» **OBJECTIVE**
Reproduce every one of the records below verbatim, without changing anything.

» **STORED DATA**

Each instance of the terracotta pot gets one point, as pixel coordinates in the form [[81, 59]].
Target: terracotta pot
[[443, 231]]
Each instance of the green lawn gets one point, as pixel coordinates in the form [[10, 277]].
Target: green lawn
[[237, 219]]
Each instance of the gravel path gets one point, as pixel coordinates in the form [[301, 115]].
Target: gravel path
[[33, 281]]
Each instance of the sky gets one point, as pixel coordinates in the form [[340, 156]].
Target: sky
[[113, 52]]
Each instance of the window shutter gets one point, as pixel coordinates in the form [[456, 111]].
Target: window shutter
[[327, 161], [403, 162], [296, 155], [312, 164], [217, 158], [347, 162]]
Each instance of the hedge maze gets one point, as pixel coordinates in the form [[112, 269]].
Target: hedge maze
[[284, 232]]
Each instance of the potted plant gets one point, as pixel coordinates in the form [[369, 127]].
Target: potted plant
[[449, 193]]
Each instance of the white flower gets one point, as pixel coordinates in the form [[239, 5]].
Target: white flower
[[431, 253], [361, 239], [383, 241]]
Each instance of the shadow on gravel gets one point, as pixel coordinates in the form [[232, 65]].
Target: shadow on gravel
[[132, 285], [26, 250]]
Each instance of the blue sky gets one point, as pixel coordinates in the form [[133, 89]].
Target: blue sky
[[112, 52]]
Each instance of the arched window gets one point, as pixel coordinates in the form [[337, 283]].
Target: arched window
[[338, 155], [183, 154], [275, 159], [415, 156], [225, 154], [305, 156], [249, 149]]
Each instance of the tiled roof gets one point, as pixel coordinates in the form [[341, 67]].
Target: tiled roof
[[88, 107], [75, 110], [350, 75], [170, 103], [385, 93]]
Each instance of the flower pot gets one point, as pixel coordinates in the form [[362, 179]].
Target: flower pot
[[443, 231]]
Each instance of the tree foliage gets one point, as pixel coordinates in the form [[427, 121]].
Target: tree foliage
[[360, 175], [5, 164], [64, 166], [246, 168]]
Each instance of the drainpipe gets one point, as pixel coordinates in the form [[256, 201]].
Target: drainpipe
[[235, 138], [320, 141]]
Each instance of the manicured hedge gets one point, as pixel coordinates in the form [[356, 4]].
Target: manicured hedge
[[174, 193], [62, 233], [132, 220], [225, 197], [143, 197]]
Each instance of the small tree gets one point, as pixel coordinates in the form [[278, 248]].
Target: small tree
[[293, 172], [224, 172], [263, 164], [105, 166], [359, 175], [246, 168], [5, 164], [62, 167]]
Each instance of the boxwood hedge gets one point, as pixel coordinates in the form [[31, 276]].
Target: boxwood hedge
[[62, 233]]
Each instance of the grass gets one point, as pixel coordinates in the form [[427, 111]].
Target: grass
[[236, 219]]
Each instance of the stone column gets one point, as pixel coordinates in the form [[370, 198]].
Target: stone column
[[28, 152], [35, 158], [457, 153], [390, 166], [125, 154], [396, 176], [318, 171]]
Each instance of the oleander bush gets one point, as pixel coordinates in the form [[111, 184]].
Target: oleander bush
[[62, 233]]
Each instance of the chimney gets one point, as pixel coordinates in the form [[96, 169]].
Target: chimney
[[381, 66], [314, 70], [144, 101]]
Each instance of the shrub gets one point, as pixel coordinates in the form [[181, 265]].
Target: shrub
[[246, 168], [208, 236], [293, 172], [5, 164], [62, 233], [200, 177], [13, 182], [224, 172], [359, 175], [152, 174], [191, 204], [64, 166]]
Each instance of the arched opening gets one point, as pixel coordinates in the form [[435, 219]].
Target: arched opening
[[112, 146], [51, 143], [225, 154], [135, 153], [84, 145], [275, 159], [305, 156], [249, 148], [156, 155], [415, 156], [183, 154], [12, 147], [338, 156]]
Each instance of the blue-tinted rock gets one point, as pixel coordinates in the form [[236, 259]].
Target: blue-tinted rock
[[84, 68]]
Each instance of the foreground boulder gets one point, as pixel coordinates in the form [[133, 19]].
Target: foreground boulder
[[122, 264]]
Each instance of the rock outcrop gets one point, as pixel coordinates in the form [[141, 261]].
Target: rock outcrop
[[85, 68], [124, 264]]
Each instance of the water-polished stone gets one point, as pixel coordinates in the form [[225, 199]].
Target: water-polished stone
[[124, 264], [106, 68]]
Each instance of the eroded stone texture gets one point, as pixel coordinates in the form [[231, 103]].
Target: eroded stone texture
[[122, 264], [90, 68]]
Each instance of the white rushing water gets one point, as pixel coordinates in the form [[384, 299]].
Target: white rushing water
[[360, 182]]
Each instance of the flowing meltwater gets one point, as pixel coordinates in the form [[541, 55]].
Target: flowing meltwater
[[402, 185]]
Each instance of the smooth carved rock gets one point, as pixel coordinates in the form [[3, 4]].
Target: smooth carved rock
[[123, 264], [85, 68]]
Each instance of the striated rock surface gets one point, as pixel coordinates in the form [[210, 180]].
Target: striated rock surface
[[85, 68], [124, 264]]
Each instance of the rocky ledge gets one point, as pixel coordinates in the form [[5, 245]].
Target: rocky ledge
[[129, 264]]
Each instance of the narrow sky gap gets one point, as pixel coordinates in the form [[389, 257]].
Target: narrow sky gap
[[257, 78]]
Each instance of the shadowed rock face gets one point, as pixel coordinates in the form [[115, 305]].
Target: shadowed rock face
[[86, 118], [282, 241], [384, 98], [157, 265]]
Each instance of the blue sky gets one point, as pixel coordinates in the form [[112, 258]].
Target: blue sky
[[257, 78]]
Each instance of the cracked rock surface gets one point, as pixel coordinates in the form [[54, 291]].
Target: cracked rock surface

» **THE REPLY**
Each instance of the terracotta pot gets one point, as pixel coordinates in the form [[81, 59]].
Target: terracotta pot
[[443, 231]]
Each instance of the green lawn gets one point, as pixel coordinates in the form [[10, 277]].
Target: green lawn
[[237, 219]]
Each instance of the gravel path gets one point, as pixel coordinates in the form [[301, 115]].
Target: gravel path
[[33, 281]]
Each instance of the sky gets one point, as pixel coordinates in the form [[340, 156]].
Target: sky
[[113, 52]]
Each instance of the window shutter gets one point, as pixel coordinates in the form [[456, 111]].
Target: window shutter
[[327, 161], [403, 162], [296, 155], [312, 164], [217, 158], [347, 162]]
Each instance of the hedge maze gets one point, as pixel coordinates in the form [[112, 269]].
Target: hedge maze
[[284, 232]]
Each instance of the potted plant gets one point, as pixel coordinates in the form [[369, 127]].
Target: potted plant
[[449, 193]]
Each instance of the white flower gets one point, as pixel coordinates in the form [[239, 5]].
Target: white flower
[[431, 253], [361, 239], [383, 241]]
Each instance of the shadow on gravel gets one point, as pixel coordinates in the form [[232, 65]].
Target: shadow on gravel
[[132, 285], [26, 250]]
Each instance of the blue sky gets one point, as pixel coordinates in the form [[133, 89]].
Target: blue sky
[[112, 52]]
Each instance of the arched window gets one point, as pixel coordinates in the form [[337, 283]].
Target: arched window
[[338, 155], [183, 154], [275, 159], [415, 156], [225, 154], [305, 156], [249, 149]]
Each instance of the tiled roof gets one point, as pixel coordinates in the form [[341, 67]].
Target: tiled roof
[[88, 107], [75, 110], [350, 75], [170, 103], [385, 93]]
Each instance of the flower pot gets one point, as pixel coordinates in the form [[362, 179]].
Target: flower pot
[[443, 231]]
Each instance of the tree foliage gets one point, as pixel coordinates in the form [[427, 121]].
Target: tree foliage
[[360, 175], [5, 164], [64, 166], [246, 168]]
Each instance of the drainpipe gets one point, as pixel coordinates in the form [[256, 201]].
Target: drainpipe
[[235, 138], [320, 141]]
Each instance of the manicured hedge gets one point, as pixel coordinates in the form [[356, 4]].
Target: manicured hedge
[[174, 193], [62, 233], [132, 220], [225, 197], [143, 197]]
Each instance of the small tree gets one point, as pixel coordinates in the form [[278, 248]].
Target: small tree
[[293, 172], [224, 172], [263, 164], [105, 166], [359, 175], [246, 168], [5, 164], [62, 167]]
Each instance of the boxwood hedge gets one point, as pixel coordinates in the form [[31, 276]].
Target: boxwood hedge
[[62, 233]]
Each instance of the grass gets one point, as pixel coordinates in the form [[427, 111]].
Target: grass
[[236, 219]]
Each instance of the stone column gets one point, as pixel coordinates in the form [[370, 198]].
Target: stone column
[[28, 152], [35, 158], [457, 153], [390, 166], [125, 154], [396, 176], [318, 171]]
Each instance of the oleander bush gets one point, as pixel coordinates in the form [[111, 184]].
Target: oleander bush
[[62, 233]]
Each instance of the chimney gets one point, as pixel coordinates in the form [[96, 169]].
Target: chimney
[[381, 66], [314, 70], [144, 101]]
Each instance of the shrub gets one point, as pixel coordinates in the form [[181, 265]].
Target: shrub
[[246, 168], [208, 236], [293, 172], [5, 164], [62, 233], [200, 177], [13, 182], [224, 172], [359, 175], [152, 174], [191, 204], [64, 166]]
Each instance of the arched opening gets one point, as pixel coordinates in the form [[435, 219]].
Target: arched opening
[[112, 146], [51, 143], [225, 154], [135, 153], [84, 145], [275, 159], [305, 156], [249, 148], [156, 155], [415, 156], [183, 154], [12, 147], [338, 156]]
Each instance of the blue-tinted rock gets one point, as pixel coordinates in the form [[236, 259]].
Target: blue-tinted rock
[[84, 68]]
Each instance of the foreground boulder gets one point, as pixel coordinates in the form [[133, 19]].
Target: foreground boulder
[[122, 264]]
Each instance of the rock outcrop gets one point, as pixel coordinates in the form [[141, 261]].
Target: rock outcrop
[[85, 68], [124, 264]]
Each instance of the water-polished stone gets one point, as pixel coordinates in the form [[225, 199]].
Target: water-polished stone
[[124, 264], [106, 68]]
Each instance of the eroded stone texture gets one point, as pixel coordinates in the form [[231, 103]].
Target: eroded stone texture
[[122, 264], [90, 68]]
Each instance of the white rushing water gets one point, as pixel coordinates in the form [[384, 299]].
Target: white rushing water
[[360, 182]]
Each instance of the flowing meltwater gets one point, as pixel coordinates in the form [[541, 55]].
Target: flowing meltwater
[[402, 185]]
Each instance of the smooth carved rock gets one point, as pixel coordinates in the form [[3, 4]].
Target: smooth carved rock
[[123, 264], [85, 68]]
Each instance of the striated rock surface gets one point, as pixel coordinates in the form [[210, 180]].
Target: striated rock surface
[[85, 68], [124, 264]]
Each instance of the rocky ledge gets one point, as pixel coordinates in the form [[5, 245]].
Target: rocky ledge
[[129, 264]]
Each instance of the narrow sky gap gets one point, as pixel coordinates in the form [[389, 257]].
Target: narrow sky gap
[[257, 78]]
Each instance of the shadowed rock face gets one point, as pixel coordinates in the form [[115, 305]].
Target: shadowed rock face
[[86, 118], [282, 241], [384, 98], [157, 265]]
Each instance of the blue sky gets one point, as pixel coordinates in the form [[112, 258]].
Target: blue sky
[[257, 78]]
Each instance of the cracked rock surface gets one point, as pixel coordinates in the form [[54, 291]].
Target: cracked rock surface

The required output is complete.